> [Try it]:
Please give back the listing below word for word, without the images.

··· Supplied material ···

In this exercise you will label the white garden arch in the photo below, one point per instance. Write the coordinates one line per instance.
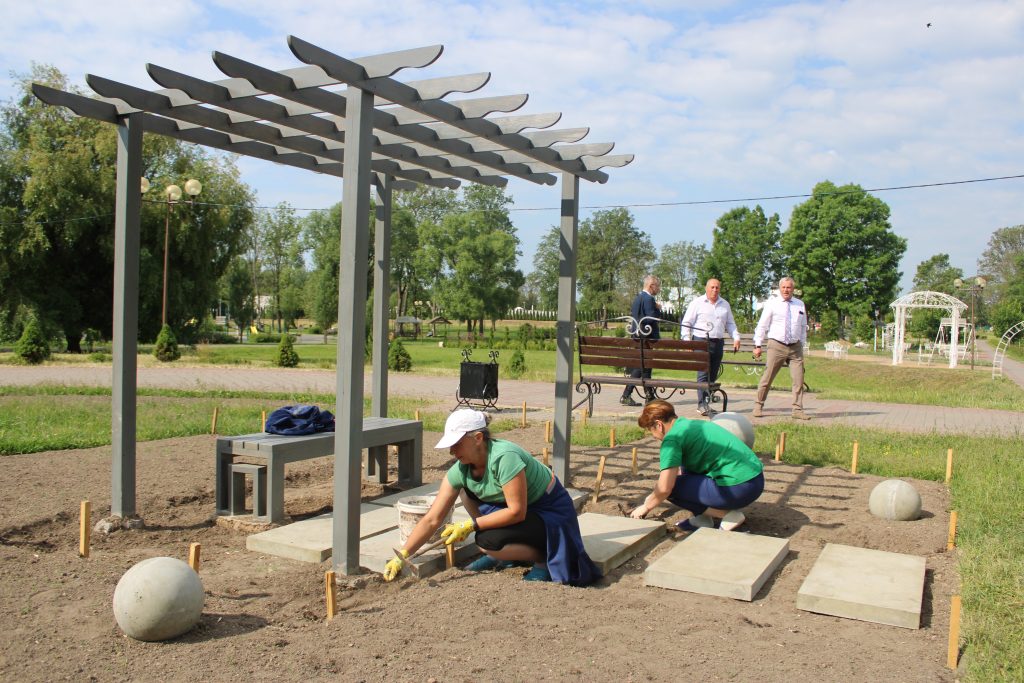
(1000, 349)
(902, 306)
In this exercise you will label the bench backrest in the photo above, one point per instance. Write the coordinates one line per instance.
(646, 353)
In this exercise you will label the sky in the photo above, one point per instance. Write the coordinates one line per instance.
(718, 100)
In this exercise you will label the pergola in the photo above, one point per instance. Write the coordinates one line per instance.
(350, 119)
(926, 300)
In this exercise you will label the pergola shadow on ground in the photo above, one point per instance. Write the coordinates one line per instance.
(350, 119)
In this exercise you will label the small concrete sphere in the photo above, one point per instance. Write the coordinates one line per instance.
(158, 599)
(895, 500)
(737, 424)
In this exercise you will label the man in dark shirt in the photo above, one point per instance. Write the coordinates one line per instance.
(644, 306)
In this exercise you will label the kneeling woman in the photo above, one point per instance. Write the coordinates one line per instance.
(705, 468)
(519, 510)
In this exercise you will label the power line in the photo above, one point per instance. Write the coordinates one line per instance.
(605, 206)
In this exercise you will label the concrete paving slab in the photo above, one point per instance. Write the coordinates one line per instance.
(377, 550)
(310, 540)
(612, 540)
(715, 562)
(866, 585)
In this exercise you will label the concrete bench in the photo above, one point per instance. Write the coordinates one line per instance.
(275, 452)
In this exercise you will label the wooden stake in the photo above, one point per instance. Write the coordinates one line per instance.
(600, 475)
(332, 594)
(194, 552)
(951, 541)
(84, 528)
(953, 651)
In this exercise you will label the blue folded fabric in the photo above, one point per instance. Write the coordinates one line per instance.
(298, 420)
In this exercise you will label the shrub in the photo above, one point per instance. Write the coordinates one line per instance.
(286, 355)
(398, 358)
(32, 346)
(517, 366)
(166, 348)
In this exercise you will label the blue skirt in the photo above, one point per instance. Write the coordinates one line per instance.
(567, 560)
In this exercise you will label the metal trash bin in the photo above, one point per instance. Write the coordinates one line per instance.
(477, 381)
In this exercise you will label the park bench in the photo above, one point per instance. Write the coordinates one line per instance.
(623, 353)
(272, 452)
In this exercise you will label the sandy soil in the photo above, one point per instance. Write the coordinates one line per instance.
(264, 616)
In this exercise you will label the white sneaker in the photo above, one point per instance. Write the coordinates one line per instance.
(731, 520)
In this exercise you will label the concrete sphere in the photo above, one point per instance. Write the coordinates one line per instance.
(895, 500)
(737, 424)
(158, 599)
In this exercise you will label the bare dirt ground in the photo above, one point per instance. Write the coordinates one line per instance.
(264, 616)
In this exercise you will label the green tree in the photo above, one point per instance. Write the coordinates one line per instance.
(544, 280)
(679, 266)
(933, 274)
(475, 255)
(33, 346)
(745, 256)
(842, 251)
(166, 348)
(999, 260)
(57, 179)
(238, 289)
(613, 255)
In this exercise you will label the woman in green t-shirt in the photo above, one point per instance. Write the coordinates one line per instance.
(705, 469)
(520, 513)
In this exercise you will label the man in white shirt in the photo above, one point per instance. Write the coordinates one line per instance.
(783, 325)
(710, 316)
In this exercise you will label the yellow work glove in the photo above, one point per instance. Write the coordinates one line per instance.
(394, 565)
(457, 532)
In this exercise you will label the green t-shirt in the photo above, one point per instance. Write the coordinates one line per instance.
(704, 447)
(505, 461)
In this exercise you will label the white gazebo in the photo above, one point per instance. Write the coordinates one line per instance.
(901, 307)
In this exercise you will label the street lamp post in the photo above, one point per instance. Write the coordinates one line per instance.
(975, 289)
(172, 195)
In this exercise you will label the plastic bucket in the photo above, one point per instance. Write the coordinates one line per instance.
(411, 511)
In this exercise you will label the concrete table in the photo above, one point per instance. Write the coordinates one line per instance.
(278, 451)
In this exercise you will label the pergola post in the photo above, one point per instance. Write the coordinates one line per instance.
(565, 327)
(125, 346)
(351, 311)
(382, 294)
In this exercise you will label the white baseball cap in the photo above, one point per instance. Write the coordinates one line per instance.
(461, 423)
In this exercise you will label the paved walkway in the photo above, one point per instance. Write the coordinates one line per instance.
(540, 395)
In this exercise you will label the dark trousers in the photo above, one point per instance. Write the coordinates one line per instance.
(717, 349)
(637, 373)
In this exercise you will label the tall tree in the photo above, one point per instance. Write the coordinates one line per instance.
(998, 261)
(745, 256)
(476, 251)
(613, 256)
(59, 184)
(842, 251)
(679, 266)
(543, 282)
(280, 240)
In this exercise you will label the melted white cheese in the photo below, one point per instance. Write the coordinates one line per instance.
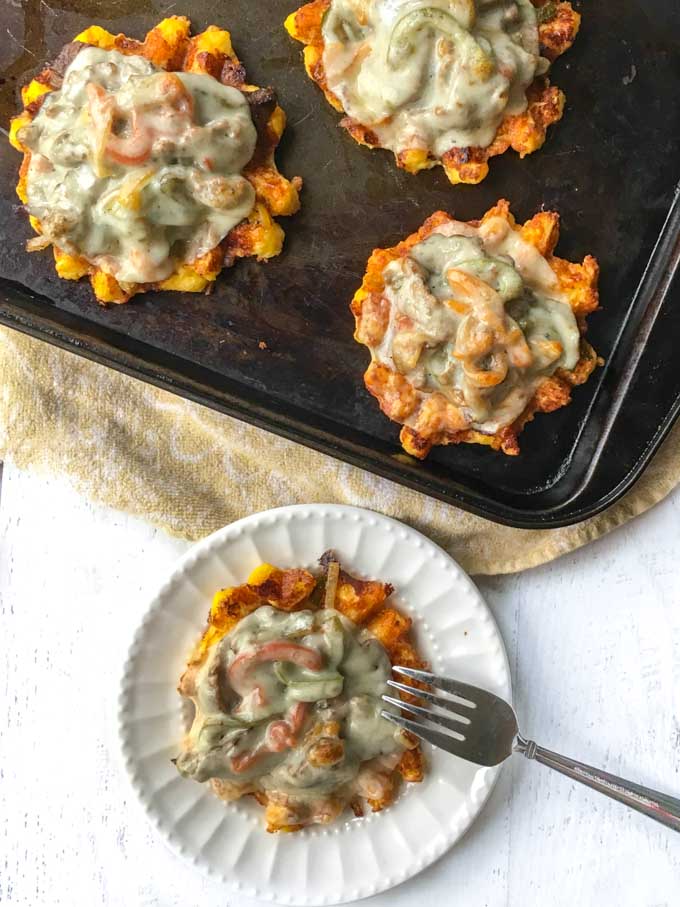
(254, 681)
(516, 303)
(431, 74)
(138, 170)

···

> [Result]:
In this exercise you will label the white garden arch in the photo below, one point per instance. Write the coordinates one line per instance.
(1000, 349)
(902, 306)
In this exercise you will label the bench backrest in the photo above, one point per instance. Write the coordinates one line per instance.
(646, 353)
In this exercise you will label the sky in the photo above, one point per instance. Write the coordinates one line per instance.
(718, 100)
In this exercise you will label the pergola in the photo above, one point per instance. Write the coordinates one line per instance.
(350, 119)
(926, 300)
In this exercise you will label the pergola shadow on ground in the photo above, one point per instance. Write the coordinates one line per instance.
(350, 119)
In this exercise you will label the small concrete sphere in the photo above, one point per instance. Write the coordinates one line per instance.
(158, 599)
(895, 500)
(737, 424)
In this exercise you will label the man in dark shirt in the photo above, one point per instance. Write the coordinates one line per instance.
(644, 306)
In this exercise you will label the kneeling woman in the photo above, one point per instance. Write the coordinates one line per instance.
(705, 468)
(519, 510)
In this exercise you will label the power line in the photo above, one point per instance. Write the coordinates one line per instance.
(605, 206)
In this exercise you will label the concrete paving slab in the photo above, one point per instance. Write the coordinates one line per instance.
(377, 550)
(310, 540)
(612, 540)
(715, 562)
(866, 585)
In this exercise you will label the concrete bench in the photo above, one point per instance. Write the coordinates one line per instance.
(275, 452)
In this exercise you will label the wooden stake in the photo above, one point per instance. Write the coordinates one line per instance.
(600, 475)
(332, 594)
(194, 552)
(951, 541)
(84, 528)
(953, 651)
In this exercise you will label the blue folded fabric in the photo above, one point per instance. Write the coordinates one line per instance.
(298, 420)
In this exercise you will label the shrub in the photo above, one point per instance. Write the coordinates one line per instance.
(286, 355)
(398, 358)
(32, 346)
(517, 366)
(166, 348)
In this exercise you will label the blue skirt in the photo above, one point per instance. Write the coordinates one line per instance.
(567, 560)
In this exercise you will label the metal trash bin in the photo above, one point per instance. Write the coordinates one line per instance.
(477, 381)
In this exercise you will label the park bench in the photo above, one point per instance. Write the coordinates one line per instance.
(623, 353)
(272, 452)
In this exercise you will label the sandy soil in the photo above, one point per instance. Write the coordinates one line per instance.
(264, 616)
In this exercise you will label the white sneaker in the photo above, one point per instance. Write the coordinates one line per instance.
(731, 520)
In this exercise you will label the concrete sphere in the photo above, one point per instance. Write the coordinates one line per instance.
(895, 500)
(737, 424)
(158, 599)
In this exercise you will label the bare dirt ground in the photo above, one point per instance. Write the coordinates one line per instance.
(264, 616)
In this exercise you will label the green tree in the photo above, one point per instance. Write the coordinates one line per instance.
(544, 280)
(679, 266)
(933, 274)
(475, 255)
(33, 346)
(745, 256)
(842, 251)
(166, 348)
(999, 260)
(57, 179)
(238, 289)
(613, 255)
In this exercise you will label the woman in green t-shirt in the photo above, one point per instance. Write the coordinates one line per instance.
(705, 469)
(520, 513)
In this exercise you will label the man in white shirt in the photo above, one point per instance. Write the coordinates one line per instance.
(783, 325)
(710, 316)
In this exercise you will label the yellow work glove in the photo above, one point per instance. Write the coordinates one line per instance.
(394, 565)
(457, 532)
In this exercise you will label the green t-shirt in the photo above, one point per instance. Write the coordinates one line per instance.
(704, 447)
(505, 461)
In this exercise you will label the white gazebo in the photo above, one point per instance. Write the coordinates one line per instance.
(901, 307)
In this exercise you will label the street lamp post in the photo above, one point per instance. Write the coordinates one line per instance.
(975, 289)
(172, 195)
In this exercise you will label the plastic bucket in the photo above, one point per instance. Write the coordinates one line per instance.
(411, 511)
In this exercise you will label the concrete table in the photo above, one point per instance. Write the coordinates one line per instance.
(278, 451)
In this exercise you will label the pergola post in the photo above, one point per instance. Write the coordinates one line per instance.
(565, 327)
(125, 346)
(351, 311)
(382, 294)
In this exercise you will label the white baseball cap in the photo above, one point per instance. Write the coordinates one line per instance.
(461, 423)
In this exercise you will label the paved walkway in the photo above, one point per instance. Write the coordinates one line per instance.
(540, 395)
In this exercise you will label the dark trousers in the photo above, one point per instance. Write the coordinates one line per instance.
(717, 349)
(637, 373)
In this exercise you will label the tall tree in the photo above, one point per instance. Write the coordinates one line per instance.
(998, 261)
(745, 256)
(476, 251)
(613, 256)
(59, 184)
(842, 251)
(679, 266)
(543, 282)
(280, 240)
In this exercise you will label the melted white cheese in the photo below, one point per instance. Write the coordinates one line per instance.
(254, 681)
(516, 303)
(431, 74)
(138, 170)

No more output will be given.